Copy the stretch of the blog post about Glee from "More thoughts in" through "internet, it seems.)", word for word.

*Page extract*.
Segment Open

More thoughts in the vicinity of this week's Glee
First I wanted to say thanks to everyone who read and responded to my last post about my self-consciousness and bad experiences at school. So. Thank you. It was kind of hard to get that out, talk about the funk in my past I mostly try to forget, and admit my weaknesses.
I feel like I have more to say about the episode and the infamous Teenage Dream performance (yeah me, and 3/4 of the internet, it seems.)
On the off chance you're the last person on the planet who hasn't seen it:
1. Oh my damn, Blaine is frigging adorable. This is unrelated to everything else I am going to say, but I could love this performance for no other reason that that singing dancing boys are incredibly adorable and look like they're having so much fun. When I grow up I want to be an adorable choir guy.
2. I really like the moment where Kurt stops ogling Blaine and looks around the room in happiness and almost disbelief that such a place exists. I love that they included that moment.
As I mentioned in my last post, I got out of my terribly shitty school environment by going to a private high school. Before enrolling, you go visit the school for a day. I got shown around by a very nice freshman girl and I felt like it was some strange dream world I had entered where there were other kids like me, and I wasn't going to get harassed and slammed into chain link fences. (Man, fuck that god. damned. fence and its poor craftsmanship and the sharp painful glops of metal all over it. Getting shoved into a fence is one thing, getting shoved into a chain link fence that might as well have little metal barbs on it just fucking sucks. That stupid fence actually took out my glasses by putting a huge scrape in one of the lenses when I got launched face-first into it. Grrr. I digress.)
I guess because I had for myself that moment where I realized that there was a light at the end of the tunnel, that "Holy shit, places like this exist?" realization that Kurt seems to experience during the performance is one of the reasons that the whole scene gets me so much.
It was pretty hellish going back to my terrible middle school after that day. The other kids and even one of my teachers set out to make my life even worse after they heard I was going to a private school. I felt so badly for Kurt when he went back and continued to get bullied, even with all the developments with his bully. At the end when he just sort of slumps down looking so sad against the lockers... I just want to reach through the screen and hug the hell out of him so bad.
Given that Kurt Hummel is a fictional character, I will say if there's any real kids out there some crazy lady on the internet is sending you hugs and a promise there's a light at the end of the tunnel, eventually.
3. As a World of Warcraft nerd, I read blogs about that. Mostly stuff that pertains to the character class I play.
One of these blogs wrote a couple great posts about the episode, and even got a twitter nod from one of the actors. Nice! So for anyone who is, like me, a little too obsessed with the topic, here's the posts, which are nice reads:
http://shamanonramen.com/2010/11/david-the-gleeliath/
http://shamanonramen.com/2010/11/bullying-the-bullies/
4. Writing here continues to be amazing cathartic therapy for my disjointed thoughts, and so I should probably do that more. I feel like I really want to focus on other parts of me and my life that aren't about making babies or failing to do so. I NEED other things in my life besides that. So this post is totally part of trying to get me to write more about other things and find my voice.
5. If anyone needs me, I will be listening to the Teenage Dream .mp3 for the #597,048,835th time. Feel free to leave comments Gleeking out with me.

Segment Closed

*Information supplied*.
Segment Open

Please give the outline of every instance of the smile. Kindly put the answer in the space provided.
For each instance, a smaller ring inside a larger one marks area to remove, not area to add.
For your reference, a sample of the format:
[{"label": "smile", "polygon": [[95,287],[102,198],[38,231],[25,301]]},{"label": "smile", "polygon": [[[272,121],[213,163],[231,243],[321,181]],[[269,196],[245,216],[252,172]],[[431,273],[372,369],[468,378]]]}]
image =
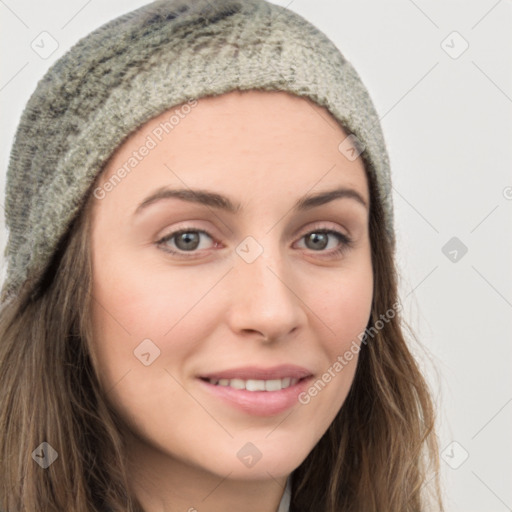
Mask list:
[{"label": "smile", "polygon": [[255,380],[255,379],[207,379],[214,386],[226,386],[233,389],[245,389],[247,391],[280,391],[281,389],[295,386],[299,379],[286,377],[284,379]]}]

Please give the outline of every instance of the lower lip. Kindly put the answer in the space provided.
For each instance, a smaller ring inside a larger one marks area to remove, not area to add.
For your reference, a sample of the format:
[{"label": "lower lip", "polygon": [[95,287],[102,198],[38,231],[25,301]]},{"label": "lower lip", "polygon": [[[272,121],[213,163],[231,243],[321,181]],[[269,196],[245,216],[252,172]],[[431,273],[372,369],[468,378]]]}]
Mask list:
[{"label": "lower lip", "polygon": [[247,391],[229,386],[217,386],[202,379],[199,379],[199,382],[206,391],[247,414],[274,416],[296,405],[298,396],[306,390],[312,378],[299,380],[293,386],[279,391]]}]

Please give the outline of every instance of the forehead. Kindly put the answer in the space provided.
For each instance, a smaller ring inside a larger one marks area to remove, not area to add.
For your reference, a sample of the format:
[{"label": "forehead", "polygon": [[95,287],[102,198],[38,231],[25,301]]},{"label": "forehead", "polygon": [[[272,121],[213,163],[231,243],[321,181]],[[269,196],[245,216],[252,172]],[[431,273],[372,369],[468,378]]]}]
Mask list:
[{"label": "forehead", "polygon": [[142,125],[116,150],[101,180],[124,169],[123,181],[138,188],[207,183],[255,197],[343,185],[368,199],[361,158],[340,151],[346,138],[334,117],[308,98],[232,91],[172,107]]}]

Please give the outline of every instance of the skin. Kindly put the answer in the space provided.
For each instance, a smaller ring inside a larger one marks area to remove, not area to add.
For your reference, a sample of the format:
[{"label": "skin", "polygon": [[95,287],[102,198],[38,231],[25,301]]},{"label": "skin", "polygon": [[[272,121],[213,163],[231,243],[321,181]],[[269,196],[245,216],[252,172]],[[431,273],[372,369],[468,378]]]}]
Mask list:
[{"label": "skin", "polygon": [[[171,111],[118,148],[97,186]],[[115,187],[93,198],[97,371],[129,429],[130,482],[147,512],[275,512],[288,475],[341,408],[357,355],[307,405],[269,417],[220,401],[197,377],[291,363],[316,379],[357,340],[373,289],[364,165],[338,150],[346,133],[326,109],[285,92],[202,98],[183,117]],[[212,190],[241,209],[167,198],[134,214],[163,186]],[[341,186],[366,206],[344,197],[292,210],[306,194]],[[184,227],[200,237],[196,248],[187,252],[177,237],[157,244]],[[319,228],[352,242],[329,235],[319,248],[306,236]],[[250,264],[236,252],[247,236],[263,249]],[[144,339],[160,350],[148,366],[134,355]],[[248,442],[262,454],[252,467],[237,457]]]}]

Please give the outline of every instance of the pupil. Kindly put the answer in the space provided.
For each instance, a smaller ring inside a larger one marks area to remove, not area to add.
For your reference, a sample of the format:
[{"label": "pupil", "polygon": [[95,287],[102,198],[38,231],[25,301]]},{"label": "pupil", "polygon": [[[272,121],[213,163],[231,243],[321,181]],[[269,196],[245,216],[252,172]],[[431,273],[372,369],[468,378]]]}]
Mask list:
[{"label": "pupil", "polygon": [[313,249],[325,249],[325,247],[327,247],[326,233],[311,233],[309,240],[311,240],[313,244],[317,244],[317,242],[320,241],[320,245],[316,245],[316,247],[313,246]]},{"label": "pupil", "polygon": [[[183,242],[183,244],[181,244]],[[195,249],[199,242],[199,236],[197,233],[182,233],[179,235],[178,240],[176,241],[176,245],[180,249]],[[180,247],[180,245],[182,245]]]}]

Segment Closed

*Answer area*.
More thoughts in the vicinity of this week's Glee
First I wanted to say thanks to everyone who read and responded to my last post about my self-consciousness and bad experiences at school. So. Thank you. It was kind of hard to get that out, talk about the funk in my past I mostly try to forget, and admit my weaknesses.
I feel like I have more to say about the episode and the infamous Teenage Dream performance (yeah me, and 3/4 of the internet, it seems.)